STATED GOAL.
Rewrite every line of the material starting at the line that contains "# test: point at every instance of the cup" and ending at the end of the material. Change only the answer coordinates: multiply each by 2.05 and round to a whole number, with halves rounded up.

## start DATA EXTRACT

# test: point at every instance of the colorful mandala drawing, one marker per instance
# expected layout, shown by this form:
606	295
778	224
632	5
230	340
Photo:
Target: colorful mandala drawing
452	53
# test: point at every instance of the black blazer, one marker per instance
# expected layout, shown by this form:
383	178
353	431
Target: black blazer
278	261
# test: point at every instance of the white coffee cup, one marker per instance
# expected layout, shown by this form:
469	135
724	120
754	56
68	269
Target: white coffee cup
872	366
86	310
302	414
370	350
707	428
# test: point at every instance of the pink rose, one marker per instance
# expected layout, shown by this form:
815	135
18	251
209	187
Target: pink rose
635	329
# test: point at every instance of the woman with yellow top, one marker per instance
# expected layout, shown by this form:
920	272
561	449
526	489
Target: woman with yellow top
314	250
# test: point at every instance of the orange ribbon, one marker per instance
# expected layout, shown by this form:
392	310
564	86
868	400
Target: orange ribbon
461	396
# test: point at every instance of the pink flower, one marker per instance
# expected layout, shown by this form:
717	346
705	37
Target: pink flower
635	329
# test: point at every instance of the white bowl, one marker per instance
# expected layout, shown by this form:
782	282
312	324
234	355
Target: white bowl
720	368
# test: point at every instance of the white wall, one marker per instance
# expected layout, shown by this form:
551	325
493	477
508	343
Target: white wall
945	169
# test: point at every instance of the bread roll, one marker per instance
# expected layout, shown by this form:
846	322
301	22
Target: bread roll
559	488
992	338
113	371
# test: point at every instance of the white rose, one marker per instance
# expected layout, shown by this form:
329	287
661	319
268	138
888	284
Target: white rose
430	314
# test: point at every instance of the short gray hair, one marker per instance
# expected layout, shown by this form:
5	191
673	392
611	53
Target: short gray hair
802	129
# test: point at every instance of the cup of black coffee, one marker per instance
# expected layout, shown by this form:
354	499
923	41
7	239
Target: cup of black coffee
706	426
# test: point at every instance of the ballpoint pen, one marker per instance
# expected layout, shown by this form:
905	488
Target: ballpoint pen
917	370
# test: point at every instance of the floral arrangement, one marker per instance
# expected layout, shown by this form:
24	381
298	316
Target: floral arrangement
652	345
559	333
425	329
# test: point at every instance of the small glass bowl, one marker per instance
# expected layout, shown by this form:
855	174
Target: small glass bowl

## end DATA EXTRACT

CORRECT RESULT.
# test: point at every instance of the cup of black coffee, one marker per instance
# expected layout, shown by this form:
354	499
923	41
7	239
Target: cup of black coffee
1447	873
# test: point at every instance of the ballpoint pen, one marker per instance
# expected layout, shown by this form:
905	488
Target: ballpoint pen
1880	759
# test: point at every instance of the floral arrangement, one marker per instance
# expected layout, shown by this form:
24	381
298	316
Target: floral arrangement
1337	707
1146	683
871	674
# test: point at every instance of the small glass bowl, one marker per instance
# expected layout, shown by this form:
855	174
Target: small glass bowl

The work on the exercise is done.